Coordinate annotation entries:
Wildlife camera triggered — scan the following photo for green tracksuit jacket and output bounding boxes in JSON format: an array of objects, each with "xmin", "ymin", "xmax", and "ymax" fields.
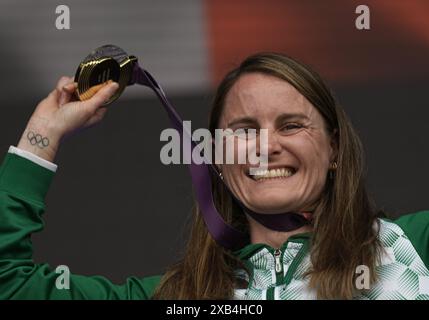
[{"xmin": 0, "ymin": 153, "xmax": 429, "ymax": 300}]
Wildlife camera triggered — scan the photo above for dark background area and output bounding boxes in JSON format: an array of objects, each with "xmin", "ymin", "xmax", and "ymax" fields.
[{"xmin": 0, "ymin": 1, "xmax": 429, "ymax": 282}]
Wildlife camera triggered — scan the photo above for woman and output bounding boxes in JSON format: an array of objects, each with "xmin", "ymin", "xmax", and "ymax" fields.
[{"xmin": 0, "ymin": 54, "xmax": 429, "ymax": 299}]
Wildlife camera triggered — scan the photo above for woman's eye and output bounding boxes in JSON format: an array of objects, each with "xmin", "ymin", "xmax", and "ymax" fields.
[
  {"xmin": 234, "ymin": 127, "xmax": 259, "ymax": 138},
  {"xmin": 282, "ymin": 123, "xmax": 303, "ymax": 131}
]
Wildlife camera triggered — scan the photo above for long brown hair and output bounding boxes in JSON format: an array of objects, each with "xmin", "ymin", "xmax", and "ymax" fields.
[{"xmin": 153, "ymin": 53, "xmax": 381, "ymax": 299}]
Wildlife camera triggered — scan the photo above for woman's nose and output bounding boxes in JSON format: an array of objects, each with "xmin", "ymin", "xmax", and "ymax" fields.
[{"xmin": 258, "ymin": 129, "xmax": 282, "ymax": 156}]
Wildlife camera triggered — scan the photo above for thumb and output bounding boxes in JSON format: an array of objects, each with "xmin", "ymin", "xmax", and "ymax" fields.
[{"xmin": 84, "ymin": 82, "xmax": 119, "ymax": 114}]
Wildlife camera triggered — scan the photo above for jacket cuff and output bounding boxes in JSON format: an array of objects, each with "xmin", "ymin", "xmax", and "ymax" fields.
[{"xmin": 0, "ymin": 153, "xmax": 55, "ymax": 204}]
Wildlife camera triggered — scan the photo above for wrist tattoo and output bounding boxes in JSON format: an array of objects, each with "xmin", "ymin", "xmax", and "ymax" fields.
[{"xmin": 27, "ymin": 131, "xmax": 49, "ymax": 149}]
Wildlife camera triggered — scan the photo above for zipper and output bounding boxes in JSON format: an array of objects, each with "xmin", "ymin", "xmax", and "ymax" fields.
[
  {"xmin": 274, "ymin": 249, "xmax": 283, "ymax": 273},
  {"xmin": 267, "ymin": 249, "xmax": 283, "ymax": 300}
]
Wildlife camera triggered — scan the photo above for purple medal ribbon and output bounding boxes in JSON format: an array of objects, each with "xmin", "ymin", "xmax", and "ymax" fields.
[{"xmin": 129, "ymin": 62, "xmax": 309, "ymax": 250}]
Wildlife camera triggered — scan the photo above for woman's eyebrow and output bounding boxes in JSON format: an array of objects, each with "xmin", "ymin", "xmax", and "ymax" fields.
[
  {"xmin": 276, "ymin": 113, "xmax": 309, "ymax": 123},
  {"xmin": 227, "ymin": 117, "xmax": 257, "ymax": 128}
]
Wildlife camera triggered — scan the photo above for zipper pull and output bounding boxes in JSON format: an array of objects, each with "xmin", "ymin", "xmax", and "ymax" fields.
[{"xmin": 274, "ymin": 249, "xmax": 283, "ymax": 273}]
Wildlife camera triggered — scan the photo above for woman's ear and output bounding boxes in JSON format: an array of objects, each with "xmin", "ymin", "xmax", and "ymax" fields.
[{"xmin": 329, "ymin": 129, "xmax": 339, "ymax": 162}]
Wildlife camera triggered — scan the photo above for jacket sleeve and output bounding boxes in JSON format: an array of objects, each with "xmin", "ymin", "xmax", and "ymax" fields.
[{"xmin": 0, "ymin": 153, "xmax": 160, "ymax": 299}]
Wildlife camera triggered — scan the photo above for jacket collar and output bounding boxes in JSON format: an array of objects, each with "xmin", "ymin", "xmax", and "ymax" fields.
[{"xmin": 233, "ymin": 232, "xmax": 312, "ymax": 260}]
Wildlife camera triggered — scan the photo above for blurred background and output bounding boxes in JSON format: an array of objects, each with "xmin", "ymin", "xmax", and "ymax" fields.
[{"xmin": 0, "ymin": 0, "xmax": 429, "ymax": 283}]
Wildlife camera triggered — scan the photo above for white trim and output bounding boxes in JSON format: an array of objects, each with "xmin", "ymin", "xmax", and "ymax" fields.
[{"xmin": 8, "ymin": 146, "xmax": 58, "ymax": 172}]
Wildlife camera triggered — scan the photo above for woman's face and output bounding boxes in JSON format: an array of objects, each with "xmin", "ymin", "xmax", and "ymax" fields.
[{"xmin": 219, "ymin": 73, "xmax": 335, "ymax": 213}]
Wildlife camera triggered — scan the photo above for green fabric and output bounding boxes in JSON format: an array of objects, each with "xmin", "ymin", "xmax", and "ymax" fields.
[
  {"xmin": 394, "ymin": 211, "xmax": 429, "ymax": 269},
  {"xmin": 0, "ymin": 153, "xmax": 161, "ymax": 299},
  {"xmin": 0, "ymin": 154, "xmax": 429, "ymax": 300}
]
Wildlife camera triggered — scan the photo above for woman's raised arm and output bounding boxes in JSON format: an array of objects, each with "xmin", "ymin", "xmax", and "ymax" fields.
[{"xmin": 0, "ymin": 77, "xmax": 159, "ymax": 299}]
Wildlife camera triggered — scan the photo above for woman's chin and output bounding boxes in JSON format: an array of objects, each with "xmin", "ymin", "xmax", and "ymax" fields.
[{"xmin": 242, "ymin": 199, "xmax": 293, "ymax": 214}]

--

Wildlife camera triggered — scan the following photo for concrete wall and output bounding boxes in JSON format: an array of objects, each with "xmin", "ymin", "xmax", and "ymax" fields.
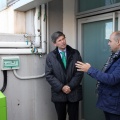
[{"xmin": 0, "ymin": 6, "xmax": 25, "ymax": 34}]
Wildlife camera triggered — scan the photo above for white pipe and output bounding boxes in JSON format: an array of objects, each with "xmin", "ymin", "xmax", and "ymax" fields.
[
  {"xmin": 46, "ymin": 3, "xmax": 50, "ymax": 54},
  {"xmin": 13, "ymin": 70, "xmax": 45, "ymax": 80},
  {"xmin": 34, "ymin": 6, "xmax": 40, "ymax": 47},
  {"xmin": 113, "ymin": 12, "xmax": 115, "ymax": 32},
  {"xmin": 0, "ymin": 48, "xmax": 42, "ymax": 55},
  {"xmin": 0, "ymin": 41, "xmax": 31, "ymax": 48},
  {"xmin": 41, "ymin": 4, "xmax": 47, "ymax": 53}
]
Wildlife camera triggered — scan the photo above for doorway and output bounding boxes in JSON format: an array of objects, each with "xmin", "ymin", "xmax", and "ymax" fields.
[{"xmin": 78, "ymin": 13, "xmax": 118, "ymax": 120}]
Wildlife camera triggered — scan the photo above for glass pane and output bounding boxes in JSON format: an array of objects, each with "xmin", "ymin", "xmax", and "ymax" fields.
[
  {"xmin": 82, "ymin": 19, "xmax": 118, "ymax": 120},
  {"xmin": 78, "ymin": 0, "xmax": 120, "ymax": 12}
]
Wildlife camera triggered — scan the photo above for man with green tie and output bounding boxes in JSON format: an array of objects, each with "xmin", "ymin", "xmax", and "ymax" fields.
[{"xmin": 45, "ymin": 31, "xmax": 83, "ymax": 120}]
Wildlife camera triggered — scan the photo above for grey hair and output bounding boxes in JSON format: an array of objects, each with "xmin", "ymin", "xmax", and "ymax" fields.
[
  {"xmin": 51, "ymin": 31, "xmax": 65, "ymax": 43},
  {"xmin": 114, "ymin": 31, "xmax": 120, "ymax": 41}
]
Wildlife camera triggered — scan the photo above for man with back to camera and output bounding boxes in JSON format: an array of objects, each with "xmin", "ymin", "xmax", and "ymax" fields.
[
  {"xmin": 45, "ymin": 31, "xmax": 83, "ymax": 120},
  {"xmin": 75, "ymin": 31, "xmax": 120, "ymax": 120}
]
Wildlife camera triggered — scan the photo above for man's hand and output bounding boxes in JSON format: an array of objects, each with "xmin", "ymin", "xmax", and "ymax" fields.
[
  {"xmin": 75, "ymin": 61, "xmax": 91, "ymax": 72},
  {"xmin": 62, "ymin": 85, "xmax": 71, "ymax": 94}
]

--

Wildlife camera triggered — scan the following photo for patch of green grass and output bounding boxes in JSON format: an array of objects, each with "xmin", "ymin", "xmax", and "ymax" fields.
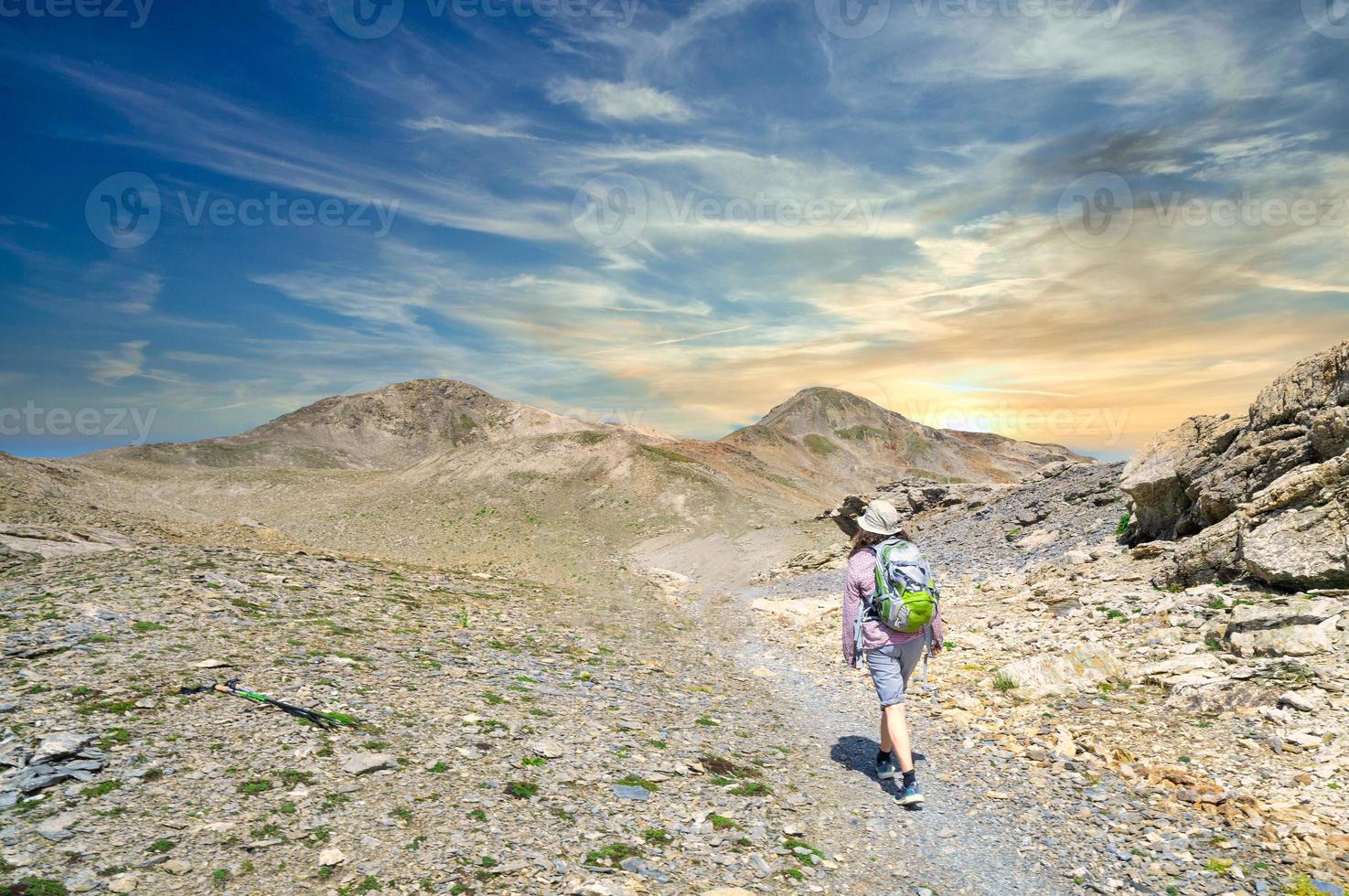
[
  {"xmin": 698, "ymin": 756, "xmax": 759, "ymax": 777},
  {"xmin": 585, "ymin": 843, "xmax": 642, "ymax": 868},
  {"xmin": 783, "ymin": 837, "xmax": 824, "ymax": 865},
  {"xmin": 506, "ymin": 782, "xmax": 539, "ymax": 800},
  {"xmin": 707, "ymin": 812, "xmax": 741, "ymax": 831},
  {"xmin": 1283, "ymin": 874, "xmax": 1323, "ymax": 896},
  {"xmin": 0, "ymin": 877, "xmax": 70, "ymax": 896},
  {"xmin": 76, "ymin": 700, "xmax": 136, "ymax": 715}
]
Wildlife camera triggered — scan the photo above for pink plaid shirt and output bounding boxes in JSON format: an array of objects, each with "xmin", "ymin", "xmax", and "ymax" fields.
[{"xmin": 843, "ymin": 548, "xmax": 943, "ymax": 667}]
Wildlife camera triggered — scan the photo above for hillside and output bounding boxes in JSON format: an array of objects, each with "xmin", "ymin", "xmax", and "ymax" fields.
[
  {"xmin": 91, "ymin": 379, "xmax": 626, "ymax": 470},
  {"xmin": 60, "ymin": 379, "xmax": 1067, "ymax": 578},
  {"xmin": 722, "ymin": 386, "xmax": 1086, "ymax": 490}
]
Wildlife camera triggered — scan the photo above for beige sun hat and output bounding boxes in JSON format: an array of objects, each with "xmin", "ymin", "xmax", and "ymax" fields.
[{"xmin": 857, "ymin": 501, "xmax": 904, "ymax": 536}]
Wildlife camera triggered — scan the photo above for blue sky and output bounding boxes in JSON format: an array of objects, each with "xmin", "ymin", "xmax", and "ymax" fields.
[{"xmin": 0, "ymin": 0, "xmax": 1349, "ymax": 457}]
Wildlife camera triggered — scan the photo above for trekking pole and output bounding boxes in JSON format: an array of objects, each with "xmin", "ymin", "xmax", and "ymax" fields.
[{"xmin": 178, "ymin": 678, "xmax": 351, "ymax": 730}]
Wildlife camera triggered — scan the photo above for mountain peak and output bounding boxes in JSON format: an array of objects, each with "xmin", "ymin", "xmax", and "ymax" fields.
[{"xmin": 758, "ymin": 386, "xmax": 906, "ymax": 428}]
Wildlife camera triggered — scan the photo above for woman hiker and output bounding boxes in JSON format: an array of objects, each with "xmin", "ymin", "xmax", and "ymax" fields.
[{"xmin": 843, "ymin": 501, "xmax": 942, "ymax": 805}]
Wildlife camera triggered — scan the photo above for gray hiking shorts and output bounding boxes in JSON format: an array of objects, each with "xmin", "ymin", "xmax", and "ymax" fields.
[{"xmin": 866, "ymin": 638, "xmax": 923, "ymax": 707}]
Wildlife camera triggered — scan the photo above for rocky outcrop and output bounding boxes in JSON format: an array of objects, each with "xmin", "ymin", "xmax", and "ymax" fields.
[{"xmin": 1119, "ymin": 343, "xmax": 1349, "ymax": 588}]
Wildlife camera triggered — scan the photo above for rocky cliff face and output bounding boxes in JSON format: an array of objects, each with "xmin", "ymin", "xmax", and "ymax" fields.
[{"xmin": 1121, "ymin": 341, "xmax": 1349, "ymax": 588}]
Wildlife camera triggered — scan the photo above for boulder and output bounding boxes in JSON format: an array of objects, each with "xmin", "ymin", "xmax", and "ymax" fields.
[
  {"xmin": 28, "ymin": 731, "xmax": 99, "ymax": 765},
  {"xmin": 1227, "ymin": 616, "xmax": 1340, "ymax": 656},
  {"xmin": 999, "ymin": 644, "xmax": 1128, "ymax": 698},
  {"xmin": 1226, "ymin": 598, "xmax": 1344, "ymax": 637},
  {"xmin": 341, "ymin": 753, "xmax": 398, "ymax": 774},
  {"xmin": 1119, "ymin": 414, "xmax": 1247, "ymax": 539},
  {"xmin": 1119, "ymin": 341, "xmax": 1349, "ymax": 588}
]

Written exercise:
Please locate every line in the items above that contains the word "face" and copy each of those lines out in full.

Complete output:
Wildlife camera triggered — scan the photo above for woman's face and output bounding boxes in JSON format: an array of objects, each with "xmin", "ymin", "xmax", and "ymax" fields.
Wildlife camera triggered — scan the photo above for rocky cliff face and output bounding boxes in JSON format: an array of objects, each with "xmin", "ymin", "xmax", and "ymax" fields.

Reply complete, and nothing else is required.